Provided information section start

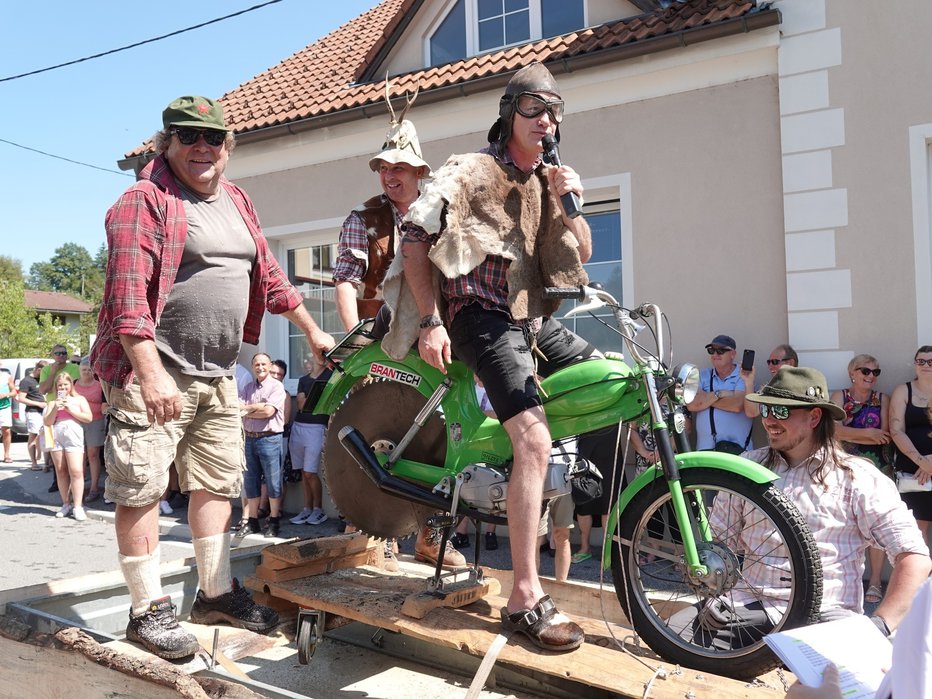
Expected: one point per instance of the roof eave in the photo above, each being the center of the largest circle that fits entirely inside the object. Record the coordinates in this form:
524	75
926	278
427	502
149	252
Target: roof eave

Provided information section end

# Work instruction:
In the data above, find each line that has the word "roof" and copy it out.

# Result of this task:
Expected: one point per instance of the roof eave in the photo above, each being the center of the largest circle that fits entirely inside the object. Record the coordinates in this form:
Target: roof eave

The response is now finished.